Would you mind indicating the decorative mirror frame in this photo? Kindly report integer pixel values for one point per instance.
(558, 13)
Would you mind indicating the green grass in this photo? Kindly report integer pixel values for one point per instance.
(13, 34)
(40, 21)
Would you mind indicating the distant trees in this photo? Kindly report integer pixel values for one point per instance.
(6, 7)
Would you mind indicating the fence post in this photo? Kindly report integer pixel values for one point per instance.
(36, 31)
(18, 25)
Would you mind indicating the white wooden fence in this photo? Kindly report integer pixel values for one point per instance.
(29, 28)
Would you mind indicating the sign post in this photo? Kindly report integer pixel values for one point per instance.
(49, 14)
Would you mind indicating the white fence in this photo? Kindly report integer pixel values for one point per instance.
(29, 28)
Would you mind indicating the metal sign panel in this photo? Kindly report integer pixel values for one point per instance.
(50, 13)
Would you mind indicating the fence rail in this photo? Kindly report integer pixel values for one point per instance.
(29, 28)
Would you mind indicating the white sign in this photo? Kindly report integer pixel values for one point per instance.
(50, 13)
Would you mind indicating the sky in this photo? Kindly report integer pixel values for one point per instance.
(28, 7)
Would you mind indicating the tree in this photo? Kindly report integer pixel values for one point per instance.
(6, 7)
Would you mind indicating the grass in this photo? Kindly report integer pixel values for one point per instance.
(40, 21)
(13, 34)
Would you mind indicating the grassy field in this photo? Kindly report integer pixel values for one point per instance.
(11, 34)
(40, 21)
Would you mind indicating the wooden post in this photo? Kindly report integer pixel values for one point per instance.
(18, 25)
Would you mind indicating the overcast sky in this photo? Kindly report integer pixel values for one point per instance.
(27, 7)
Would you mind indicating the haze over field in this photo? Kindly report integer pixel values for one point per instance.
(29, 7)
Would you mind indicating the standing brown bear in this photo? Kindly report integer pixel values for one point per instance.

◆ **TASK GOAL**:
Format all of the data above as a numbered list, leaving out any blank lines.

◆ **TASK RESULT**:
1. Would you mind indicating the decorative mirror frame in this photo? Kindly report integer pixel values for one point per instance.
2. (558, 13)
3. Would you mind indicating the green grass in this photo? Kindly report integer pixel values for one point per instance.
4. (13, 34)
5. (40, 21)
6. Would you mind indicating the distant trees in this photo? Kindly report integer pixel values for one point per instance.
7. (6, 7)
8. Would you mind indicating the fence post in this photo? Kindly report integer pixel values for one point per instance.
9. (36, 31)
10. (18, 25)
11. Would you mind indicating the white wooden fence in this photo? Kindly report integer pixel values for one point per instance.
12. (29, 28)
13. Would you mind indicating the sign post in this photo? Kindly report integer pixel values for one point per instance.
14. (49, 14)
15. Would you mind indicating the white fence in this photo? Kindly report integer pixel values for one point per instance.
16. (29, 28)
17. Would you mind indicating the metal sign panel in this photo? Kindly report integer pixel values for one point per instance.
18. (50, 13)
19. Would you mind indicating the fence rail in this photo? Kindly report integer pixel values for one point per instance.
20. (29, 28)
21. Would you mind indicating the white sign in this photo? Kindly report integer pixel values for one point per instance.
22. (50, 13)
23. Would you mind indicating the sky in this photo? Kindly report integer pixel values for one point per instance.
24. (28, 7)
25. Would you mind indicating the tree in this photo? Kindly report integer pixel values for one point per instance.
26. (6, 7)
27. Would you mind indicating the grass in this photo? Kindly report integer pixel values for one point per instance.
28. (40, 21)
29. (13, 34)
30. Would you mind indicating the grassy field in this photo? Kindly report integer pixel values for one point per instance.
31. (11, 34)
32. (40, 21)
33. Would you mind indicating the wooden post in this photo? Kindly report integer pixel values for one point per instance.
34. (18, 25)
35. Would you mind indicating the overcast sky in this photo? Kindly report integer pixel values for one point per instance.
36. (27, 7)
37. Would you mind indicating the haze over field in this photo? Kindly report integer pixel values for one point per instance.
38. (29, 7)
39. Would you mind indicating the standing brown bear in this photo? Kindly report integer pixel values for one point per instance.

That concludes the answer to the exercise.